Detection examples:

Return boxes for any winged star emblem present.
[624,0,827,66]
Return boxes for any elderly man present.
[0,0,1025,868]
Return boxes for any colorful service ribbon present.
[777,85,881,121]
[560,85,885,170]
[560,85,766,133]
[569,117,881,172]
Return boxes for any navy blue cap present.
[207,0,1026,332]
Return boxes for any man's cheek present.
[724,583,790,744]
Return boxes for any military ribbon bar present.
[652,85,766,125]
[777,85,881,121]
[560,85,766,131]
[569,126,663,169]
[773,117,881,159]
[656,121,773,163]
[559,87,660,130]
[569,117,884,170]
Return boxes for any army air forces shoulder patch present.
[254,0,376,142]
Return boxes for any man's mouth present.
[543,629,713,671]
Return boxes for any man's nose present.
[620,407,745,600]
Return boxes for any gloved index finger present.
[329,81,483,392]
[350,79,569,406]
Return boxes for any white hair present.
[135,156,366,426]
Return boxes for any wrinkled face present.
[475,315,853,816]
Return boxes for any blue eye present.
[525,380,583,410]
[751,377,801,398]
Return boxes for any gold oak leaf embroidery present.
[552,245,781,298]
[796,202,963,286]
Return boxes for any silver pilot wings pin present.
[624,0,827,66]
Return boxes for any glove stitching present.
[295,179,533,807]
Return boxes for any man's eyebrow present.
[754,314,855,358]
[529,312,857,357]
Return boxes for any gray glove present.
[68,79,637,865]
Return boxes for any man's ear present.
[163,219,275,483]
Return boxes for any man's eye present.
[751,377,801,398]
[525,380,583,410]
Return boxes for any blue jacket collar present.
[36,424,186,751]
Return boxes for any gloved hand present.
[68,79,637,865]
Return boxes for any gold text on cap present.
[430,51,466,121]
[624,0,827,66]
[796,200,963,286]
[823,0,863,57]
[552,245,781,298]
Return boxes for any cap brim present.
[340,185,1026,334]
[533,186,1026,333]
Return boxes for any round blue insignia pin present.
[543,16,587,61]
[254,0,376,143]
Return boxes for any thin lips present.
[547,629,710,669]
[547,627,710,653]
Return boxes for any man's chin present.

_Task goal_
Copy out the portion of the data that begins with the line containing "Return boxes for any wrinkled face present." and continues through the end of the data, keeping every line as it stands.

_Full response_
Return boxes for any wrinkled face present.
[475,315,853,816]
Return boxes for any blue eye present.
[525,380,583,410]
[751,377,801,398]
Return boxes for any gold oak leaf embroidery present.
[552,245,781,298]
[796,202,963,286]
Return boxes for any silver pilot wings pin present.
[624,0,827,66]
Return boxes for any glove stitching present.
[295,179,533,807]
Return boxes for any man's eyebrow present.
[754,314,855,358]
[529,312,857,357]
Return boxes for any gray glove present.
[68,79,637,865]
Return boxes for any man's ear present.
[163,219,275,483]
Return boxes for any man's eye present.
[751,377,801,398]
[525,380,583,410]
Return boxes for any blue jacket collar present.
[36,424,186,751]
Return boxes for any gloved hand present.
[68,79,637,865]
Return boxes for any gold text on cap present.
[430,51,466,121]
[624,0,827,66]
[796,200,963,286]
[823,0,863,57]
[552,245,781,298]
Return boxes for any cap brim present.
[340,185,1026,334]
[533,186,1026,333]
Return boxes for any round blue insignia pin present.
[543,16,587,61]
[254,0,376,143]
Return boxes for any thin lips present.
[547,629,710,669]
[547,627,710,653]
Return boxes for any man's chin present.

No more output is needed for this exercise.